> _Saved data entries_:
--- START ---

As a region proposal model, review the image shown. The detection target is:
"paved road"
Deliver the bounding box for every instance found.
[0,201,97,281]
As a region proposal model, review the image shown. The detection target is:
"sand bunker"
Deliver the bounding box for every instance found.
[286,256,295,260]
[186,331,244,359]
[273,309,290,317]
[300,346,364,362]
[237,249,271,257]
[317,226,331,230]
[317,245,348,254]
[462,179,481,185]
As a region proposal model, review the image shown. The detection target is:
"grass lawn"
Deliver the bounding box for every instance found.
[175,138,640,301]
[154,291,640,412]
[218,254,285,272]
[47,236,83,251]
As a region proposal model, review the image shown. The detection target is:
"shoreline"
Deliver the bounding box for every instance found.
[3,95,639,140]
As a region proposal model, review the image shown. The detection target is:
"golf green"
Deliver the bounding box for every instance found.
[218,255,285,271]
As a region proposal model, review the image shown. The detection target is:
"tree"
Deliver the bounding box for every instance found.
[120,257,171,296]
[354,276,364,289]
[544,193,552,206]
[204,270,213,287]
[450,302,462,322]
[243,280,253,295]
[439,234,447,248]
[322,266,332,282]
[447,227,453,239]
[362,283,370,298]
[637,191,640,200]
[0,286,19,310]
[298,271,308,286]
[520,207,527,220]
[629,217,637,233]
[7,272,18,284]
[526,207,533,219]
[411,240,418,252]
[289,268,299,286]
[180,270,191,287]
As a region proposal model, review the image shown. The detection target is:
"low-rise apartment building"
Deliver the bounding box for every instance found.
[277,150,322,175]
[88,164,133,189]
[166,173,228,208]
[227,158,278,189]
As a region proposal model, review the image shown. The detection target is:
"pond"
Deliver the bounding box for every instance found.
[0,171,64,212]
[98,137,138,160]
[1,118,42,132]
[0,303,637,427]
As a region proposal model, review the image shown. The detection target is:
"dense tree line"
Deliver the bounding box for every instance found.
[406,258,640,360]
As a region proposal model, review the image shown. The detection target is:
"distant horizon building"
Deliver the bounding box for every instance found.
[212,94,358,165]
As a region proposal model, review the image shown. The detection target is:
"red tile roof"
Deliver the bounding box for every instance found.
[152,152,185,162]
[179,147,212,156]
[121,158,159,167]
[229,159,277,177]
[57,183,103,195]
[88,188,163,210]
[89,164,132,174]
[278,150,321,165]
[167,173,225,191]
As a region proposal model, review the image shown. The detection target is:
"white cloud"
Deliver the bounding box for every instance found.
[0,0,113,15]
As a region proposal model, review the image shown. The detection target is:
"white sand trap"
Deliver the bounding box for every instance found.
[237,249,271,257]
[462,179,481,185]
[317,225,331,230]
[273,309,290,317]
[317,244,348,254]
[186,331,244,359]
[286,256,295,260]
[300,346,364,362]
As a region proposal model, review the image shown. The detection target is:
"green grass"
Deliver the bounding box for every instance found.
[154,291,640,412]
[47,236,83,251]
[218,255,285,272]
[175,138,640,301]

--- END ---

> _Required action_:
The output should be a character-exact copy of all entries.

> _Expected output_:
As a region proposal model, review the image shown. The detection target is:
"paved road"
Deliver the bounding box for every instance found.
[0,201,97,281]
As a region proposal model, review the image shown. The detection target is:
"sand bunker"
Deliver the bounding box for every instance found.
[286,256,295,260]
[186,331,244,359]
[273,309,290,317]
[300,346,364,362]
[237,249,271,257]
[317,226,331,230]
[317,245,348,254]
[462,179,481,185]
As a region proposal model, review the image shown. The detection target is:
"grass lawn"
Deliver the bounding box for every instance found.
[175,138,640,301]
[154,291,640,412]
[218,254,285,272]
[47,236,83,251]
As a region proposal model, review the image shown. The detection target is:
"shoreline"
Deliver the bounding box for every instance found.
[3,95,639,140]
As a region proposal model, review the image shown. The detection target is:
"golf green"
Deliver the bounding box for every instance found.
[218,255,285,271]
As a region proposal model, review the image shown. The detection target is:
"tree"
Deliver the bounding box for every instance found.
[120,257,171,296]
[354,276,364,289]
[544,193,552,206]
[204,270,213,287]
[450,302,462,322]
[243,280,253,295]
[439,234,447,248]
[322,266,332,282]
[447,227,453,239]
[362,283,370,298]
[637,191,640,200]
[0,286,19,310]
[298,271,308,286]
[520,207,527,220]
[629,217,637,233]
[7,272,18,284]
[526,207,533,219]
[411,240,418,252]
[289,268,299,286]
[180,270,191,287]
As a region proposal model, review the image shown. The detection target is:
"low-rise apartment building"
Deliver the bounding box for every instance found.
[277,150,322,175]
[88,164,133,189]
[166,173,228,208]
[227,158,278,189]
As a region proposal model, review the image shown. The detection target is:
"pond"
Deliver the bounding box for every instance found.
[0,171,64,212]
[98,137,138,160]
[1,118,42,132]
[0,303,637,427]
As a region proposal model, review the image shown. The detection target is:
"dense tree line"
Deliver the bounding box for every instance found.
[406,258,640,360]
As a region proposal model, review the image shown. The detection target is:
"distant horizon building"
Deliver the bounding box for every instance found.
[212,94,358,165]
As a region proposal model, review the image shown. The detection target is:
"red tile roof"
Deliver the bounding box for every instance found.
[152,152,185,162]
[179,147,212,156]
[121,158,159,167]
[229,159,277,177]
[57,183,103,195]
[88,188,163,210]
[89,164,132,174]
[278,150,321,165]
[167,173,225,191]
As a region proposal model, review the image shown. The detection target is:
"white cloud"
Deliver the bounding box for every instance found.
[0,0,113,15]
As a region proposal model, review the image shown. The detection target is:
"white sand trap"
Deliver the bounding box for every instance found.
[237,249,271,257]
[462,179,481,185]
[317,225,331,230]
[273,309,290,317]
[317,244,348,254]
[186,331,244,359]
[286,256,295,260]
[300,346,364,362]
As a region proposal model, review the image shown. The detection target is:
"green grass"
Deliver the bounding box for every instance found.
[154,291,640,412]
[47,236,83,251]
[218,255,285,272]
[175,138,640,301]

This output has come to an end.